Exercise >> Copy every line of the records below without changing anything, and leave the pictures out.

--- START OF Provided entries ---

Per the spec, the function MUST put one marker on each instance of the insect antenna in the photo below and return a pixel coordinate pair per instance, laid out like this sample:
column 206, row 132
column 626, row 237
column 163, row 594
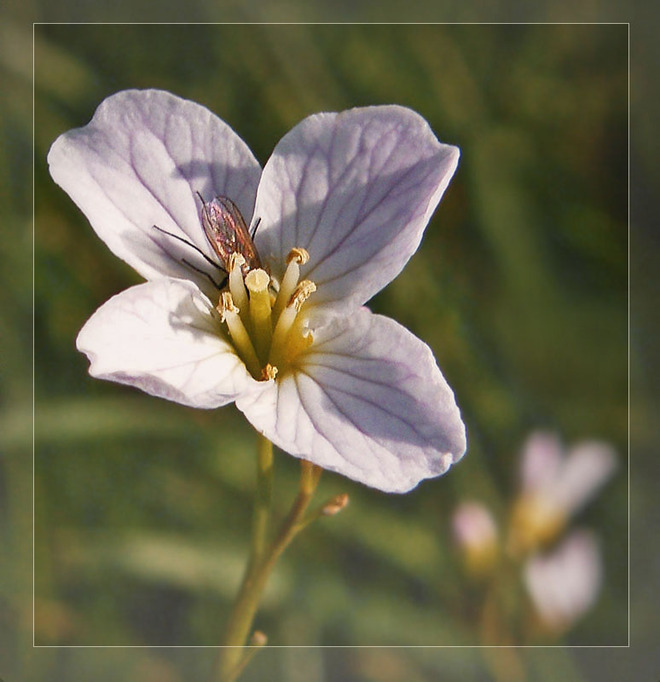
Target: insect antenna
column 206, row 274
column 199, row 251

--- END OF Provided entries ---

Response to the task >>
Per the spec, the function MUST put one marker on each instance of the insect antenna in the photo below and return a pixel coordinate pair per instance, laid out like this sample:
column 206, row 132
column 626, row 237
column 163, row 594
Target: insect antenna
column 206, row 274
column 199, row 251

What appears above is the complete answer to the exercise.